:: What the task requires ::
Extract each line of the data below exactly as written.

-- BEGIN Information supplied --

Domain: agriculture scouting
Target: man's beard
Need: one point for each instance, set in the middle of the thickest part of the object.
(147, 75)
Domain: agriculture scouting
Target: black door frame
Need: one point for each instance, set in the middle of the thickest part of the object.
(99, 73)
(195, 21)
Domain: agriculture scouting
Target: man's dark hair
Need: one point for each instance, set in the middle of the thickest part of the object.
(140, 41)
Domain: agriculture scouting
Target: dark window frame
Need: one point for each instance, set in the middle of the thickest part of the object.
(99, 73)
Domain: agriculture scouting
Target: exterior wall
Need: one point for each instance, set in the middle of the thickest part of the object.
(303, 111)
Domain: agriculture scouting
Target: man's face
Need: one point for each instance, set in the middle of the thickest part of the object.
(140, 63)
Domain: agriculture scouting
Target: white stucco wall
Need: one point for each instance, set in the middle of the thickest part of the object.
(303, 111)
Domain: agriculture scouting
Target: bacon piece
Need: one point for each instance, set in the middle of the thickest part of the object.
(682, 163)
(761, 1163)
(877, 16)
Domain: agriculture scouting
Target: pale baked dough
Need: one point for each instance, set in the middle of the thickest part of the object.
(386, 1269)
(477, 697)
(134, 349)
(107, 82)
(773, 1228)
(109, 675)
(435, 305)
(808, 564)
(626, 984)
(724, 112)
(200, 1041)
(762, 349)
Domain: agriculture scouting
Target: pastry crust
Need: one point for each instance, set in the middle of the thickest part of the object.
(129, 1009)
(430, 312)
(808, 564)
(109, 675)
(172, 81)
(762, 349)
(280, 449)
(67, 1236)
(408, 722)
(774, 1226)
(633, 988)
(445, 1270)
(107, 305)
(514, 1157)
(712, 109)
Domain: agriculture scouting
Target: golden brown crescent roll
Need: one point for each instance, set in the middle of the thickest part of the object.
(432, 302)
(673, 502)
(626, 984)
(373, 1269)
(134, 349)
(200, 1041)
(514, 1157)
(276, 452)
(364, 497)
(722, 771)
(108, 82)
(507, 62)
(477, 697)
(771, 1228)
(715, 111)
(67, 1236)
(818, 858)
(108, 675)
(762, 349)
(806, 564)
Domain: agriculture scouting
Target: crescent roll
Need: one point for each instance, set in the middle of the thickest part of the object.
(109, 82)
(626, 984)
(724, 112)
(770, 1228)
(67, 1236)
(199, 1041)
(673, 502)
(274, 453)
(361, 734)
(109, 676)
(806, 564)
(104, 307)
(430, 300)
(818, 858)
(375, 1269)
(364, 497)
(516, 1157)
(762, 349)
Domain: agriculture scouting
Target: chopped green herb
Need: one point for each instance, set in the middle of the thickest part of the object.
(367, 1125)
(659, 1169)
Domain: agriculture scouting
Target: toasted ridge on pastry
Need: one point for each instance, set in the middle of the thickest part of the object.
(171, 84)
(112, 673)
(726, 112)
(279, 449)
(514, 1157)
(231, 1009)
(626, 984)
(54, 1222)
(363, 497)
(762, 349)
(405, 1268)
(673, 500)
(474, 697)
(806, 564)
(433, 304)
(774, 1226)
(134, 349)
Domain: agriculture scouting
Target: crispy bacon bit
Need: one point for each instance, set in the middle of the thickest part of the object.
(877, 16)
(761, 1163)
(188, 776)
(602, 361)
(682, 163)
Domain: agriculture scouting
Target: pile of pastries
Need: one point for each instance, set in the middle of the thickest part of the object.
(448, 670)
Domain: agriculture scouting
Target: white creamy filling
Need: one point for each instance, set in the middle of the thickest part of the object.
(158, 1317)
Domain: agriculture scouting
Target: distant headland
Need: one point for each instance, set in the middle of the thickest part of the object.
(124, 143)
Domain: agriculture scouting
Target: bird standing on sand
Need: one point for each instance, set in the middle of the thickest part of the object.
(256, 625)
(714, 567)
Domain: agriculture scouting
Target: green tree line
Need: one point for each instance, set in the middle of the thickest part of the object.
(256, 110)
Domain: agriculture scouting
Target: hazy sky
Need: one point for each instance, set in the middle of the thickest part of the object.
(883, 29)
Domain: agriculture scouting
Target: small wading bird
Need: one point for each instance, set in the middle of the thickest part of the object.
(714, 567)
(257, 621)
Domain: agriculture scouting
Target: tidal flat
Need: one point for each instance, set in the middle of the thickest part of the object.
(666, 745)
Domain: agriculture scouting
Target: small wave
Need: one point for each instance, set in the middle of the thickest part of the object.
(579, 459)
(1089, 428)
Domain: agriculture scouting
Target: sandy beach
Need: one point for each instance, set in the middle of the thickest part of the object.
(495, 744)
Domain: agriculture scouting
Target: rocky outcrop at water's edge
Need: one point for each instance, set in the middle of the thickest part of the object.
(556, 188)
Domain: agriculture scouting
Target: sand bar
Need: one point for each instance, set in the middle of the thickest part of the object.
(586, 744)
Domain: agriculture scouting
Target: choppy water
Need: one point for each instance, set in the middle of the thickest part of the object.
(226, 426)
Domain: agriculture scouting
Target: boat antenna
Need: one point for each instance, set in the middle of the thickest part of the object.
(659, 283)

-- END Information supplied --

:: Written answer ::
Domain: agriculture scouting
Target: man's beard
Need: one point for each instance, set in the middle of the thickest part of the object.
(147, 75)
Domain: agriculture scouting
Target: black door frame
Need: one point for each instance, set in the middle of the thickest part of the object.
(99, 73)
(195, 21)
Domain: agriculture scouting
Target: man's dark hair
Need: one point for each instance, set in the middle of the thickest part of the object.
(140, 41)
Domain: agriculture scouting
Target: dark window frame
Need: one point for each instance, set in the middle of the thickest part of the object.
(99, 73)
Domain: agriculture scouting
Target: exterior wall
Need: one point for each instance, set in the middle of the thickest part of the object.
(303, 111)
Domain: agriculture scouting
Target: man's face
Need: one point for each instance, set in the middle of the thickest part of the object.
(140, 63)
Domain: agriculture scouting
Target: white stucco wall
Need: one point for each instance, set in the middle of the thickest part of the object.
(303, 111)
Domain: agriculture scouting
Target: bacon piece
Need: one point for each instance, set in the middle of the thickest part of the object.
(682, 163)
(761, 1163)
(877, 16)
Domain: agriculture scouting
Target: pale baked dough
Need: one point for each instance, set in the middle of the thickest part of the object.
(386, 1269)
(477, 697)
(134, 349)
(107, 82)
(773, 1228)
(109, 675)
(435, 305)
(808, 564)
(626, 984)
(724, 112)
(200, 1041)
(762, 349)
Domain: agriculture scouting
Target: pastry crust
Need: one point for each instance, set in the middle of the thickest part of the object.
(129, 1009)
(430, 312)
(808, 564)
(109, 675)
(172, 81)
(762, 349)
(280, 449)
(67, 1236)
(408, 722)
(774, 1226)
(633, 988)
(445, 1270)
(107, 305)
(514, 1157)
(712, 109)
Domain: agriculture scouting
Target: golden brown crescent roll
Need: one point for each instance, set in the middle of the thickest part of the object.
(432, 302)
(673, 502)
(626, 984)
(373, 1269)
(134, 349)
(200, 1041)
(514, 1157)
(276, 452)
(364, 497)
(722, 771)
(108, 82)
(507, 62)
(477, 697)
(771, 1228)
(715, 111)
(67, 1236)
(818, 858)
(108, 675)
(762, 349)
(806, 564)
Domain: agriculture scouting
Target: crescent roll
Need: one point for each instance, set in the middle of the thickest part of the object.
(109, 82)
(626, 984)
(724, 112)
(770, 1228)
(67, 1236)
(199, 1041)
(673, 502)
(274, 453)
(361, 734)
(109, 676)
(806, 564)
(104, 307)
(430, 300)
(818, 858)
(375, 1269)
(364, 497)
(516, 1157)
(762, 349)
Domain: agriculture scouting
Target: chopped green herb
Need: one point for each instance, set in the middle of the thickest part of the object.
(367, 1125)
(659, 1169)
Domain: agriculture scouting
Target: toasted ridge on pastry
Need: one point for each instance, set in the middle of the thickest part of the object.
(171, 84)
(112, 673)
(726, 112)
(279, 449)
(514, 1157)
(231, 1009)
(626, 984)
(54, 1222)
(363, 497)
(762, 349)
(405, 1268)
(673, 500)
(474, 697)
(806, 564)
(433, 304)
(774, 1226)
(134, 349)
Domain: agriculture scouting
Target: crispy bacon bit
Need: one point for each instance, set in the middle of the thickest part of the object.
(877, 16)
(761, 1163)
(188, 776)
(602, 361)
(682, 163)
Domain: agriculture scouting
Target: pile of pastries
Need: one point for each instance, set in the middle of the thickest part of the object.
(448, 670)
Domain: agriculture scouting
Target: white creamy filling
Need: one point for each instance, set in the middle of the thickest part of the object.
(158, 1317)
Domain: agriculture scouting
Target: distant headland
Need: one point for each instance, set in the middle of the thickest part of the object.
(124, 143)
Domain: agriculture scouting
Target: bird standing on sand
Need: one point for each instance, set in the middle of the thickest part of the object.
(256, 625)
(714, 567)
Domain: agriculture scouting
Target: green tree line
Need: one point for each instance, set in the middle of the thickest part of the object.
(256, 110)
Domain: agriculture scouting
Target: hazy sky
Need: one point for each instance, set in the middle of the thickest part of the object.
(883, 29)
Domain: agriculture scouting
Target: small wading bird
Need: one point for each instance, set in the middle of the thickest part of the object.
(714, 567)
(257, 621)
Domain: agriculture scouting
Target: tidal flat
Need: one point for each instance, set in the middle of the thickest part of the object.
(666, 745)
Domain: agriculture scouting
Target: small wave
Need: one point for each instance, set in the middle of the thickest part of the object.
(579, 459)
(1089, 428)
Domain: agriculture scouting
Target: sandy beach
Need: one point for each instance, set in the middle of the thickest part of the object.
(495, 744)
Domain: agriculture scouting
Target: rocky outcrop at water's edge
Need: one point for each instance, set in the middle of the thickest part of the object.
(556, 188)
Domain: agriculture scouting
Target: sand bar
Need: one point for each instance, set in the middle of the thickest part of the object.
(586, 744)
Domain: agriculture scouting
Target: choppy water
Need: one point for each instance, set in the middle of the thickest part of the object.
(226, 426)
Domain: agriculture scouting
Target: boat antenna
Need: one point for each instance, set in the middle of the thickest part of the object.
(659, 283)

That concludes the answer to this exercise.